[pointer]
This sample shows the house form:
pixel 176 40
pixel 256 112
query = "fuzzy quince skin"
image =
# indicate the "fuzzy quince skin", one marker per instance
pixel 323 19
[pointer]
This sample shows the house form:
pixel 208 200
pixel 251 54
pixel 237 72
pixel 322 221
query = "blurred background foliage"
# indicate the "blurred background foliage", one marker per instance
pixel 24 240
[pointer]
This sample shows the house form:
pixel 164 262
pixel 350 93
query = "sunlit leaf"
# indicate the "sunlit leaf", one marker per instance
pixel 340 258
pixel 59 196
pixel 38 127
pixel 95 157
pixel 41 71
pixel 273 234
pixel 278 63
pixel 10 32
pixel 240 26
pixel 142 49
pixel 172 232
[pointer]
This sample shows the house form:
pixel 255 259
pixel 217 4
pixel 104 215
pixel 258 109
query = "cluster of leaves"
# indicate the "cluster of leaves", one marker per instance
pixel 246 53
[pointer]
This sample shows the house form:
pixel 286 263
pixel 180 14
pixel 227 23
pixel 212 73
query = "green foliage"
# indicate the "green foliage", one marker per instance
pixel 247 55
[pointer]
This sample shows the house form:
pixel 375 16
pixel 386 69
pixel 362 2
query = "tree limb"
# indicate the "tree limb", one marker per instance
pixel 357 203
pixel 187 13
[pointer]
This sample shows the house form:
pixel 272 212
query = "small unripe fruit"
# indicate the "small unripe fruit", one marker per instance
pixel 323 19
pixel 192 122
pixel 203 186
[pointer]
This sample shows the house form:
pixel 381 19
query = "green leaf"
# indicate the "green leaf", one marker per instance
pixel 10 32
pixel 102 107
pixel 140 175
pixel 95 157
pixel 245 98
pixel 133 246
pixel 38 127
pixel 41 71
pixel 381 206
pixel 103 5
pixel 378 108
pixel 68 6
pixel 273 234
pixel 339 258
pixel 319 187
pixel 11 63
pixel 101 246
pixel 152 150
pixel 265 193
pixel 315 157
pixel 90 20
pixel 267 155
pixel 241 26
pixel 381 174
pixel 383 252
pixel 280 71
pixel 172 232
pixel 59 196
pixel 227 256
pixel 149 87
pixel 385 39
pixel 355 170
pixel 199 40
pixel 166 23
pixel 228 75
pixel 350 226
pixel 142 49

-=-=-

▸ DESCRIPTION OF THE TASK:
Reproduce the complete data exactly as presented above.

▸ THE COMPLETED TASK:
[pointer]
This sample shows the house form:
pixel 176 40
pixel 256 112
query = "fuzzy quince skin"
image =
# indicate the "fuzzy quince skin", one marker per instance
pixel 323 19
[pointer]
This sample shows the house form:
pixel 208 200
pixel 251 54
pixel 237 72
pixel 322 221
query = "blurred background foliage"
# indicate the "blurred background foliage", one marker per instance
pixel 24 240
[pointer]
This sample shows the house form:
pixel 164 262
pixel 350 93
query = "sunlit leaf"
# indicate the "sunlit leaf", one marker per instance
pixel 340 258
pixel 59 196
pixel 38 127
pixel 95 157
pixel 41 71
pixel 273 234
pixel 278 63
pixel 10 32
pixel 240 26
pixel 142 49
pixel 172 232
[pointer]
This sample shows the house form:
pixel 255 259
pixel 217 4
pixel 104 215
pixel 258 109
query = "cluster of leaves"
# indicate the "cluster of leaves", one marker per instance
pixel 246 53
[pointer]
This sample shows the house form:
pixel 286 263
pixel 180 14
pixel 227 23
pixel 212 73
query = "green foliage"
# indicate the "green foliage", one marker per instance
pixel 247 55
[pointer]
This sample shows the house form:
pixel 375 16
pixel 386 69
pixel 362 2
query = "tree limb"
# indicate the "tree limb", one marker per instance
pixel 357 203
pixel 187 13
[pointer]
This sample shows the house form:
pixel 272 212
query = "small unripe fruit"
# indicate the "small unripe fruit", one marker per instance
pixel 323 19
pixel 192 122
pixel 203 186
[pointer]
This sample shows the house form:
pixel 381 19
query = "green leaf"
# indicate the "green leaf", one marker per instance
pixel 10 32
pixel 102 107
pixel 140 175
pixel 95 157
pixel 245 98
pixel 133 246
pixel 38 127
pixel 41 71
pixel 381 206
pixel 103 5
pixel 378 108
pixel 68 6
pixel 273 234
pixel 339 258
pixel 319 187
pixel 11 63
pixel 101 246
pixel 152 150
pixel 265 193
pixel 315 157
pixel 90 20
pixel 267 155
pixel 241 26
pixel 381 174
pixel 383 252
pixel 280 71
pixel 172 232
pixel 59 196
pixel 227 256
pixel 149 87
pixel 385 39
pixel 355 170
pixel 199 40
pixel 166 23
pixel 228 75
pixel 350 226
pixel 142 49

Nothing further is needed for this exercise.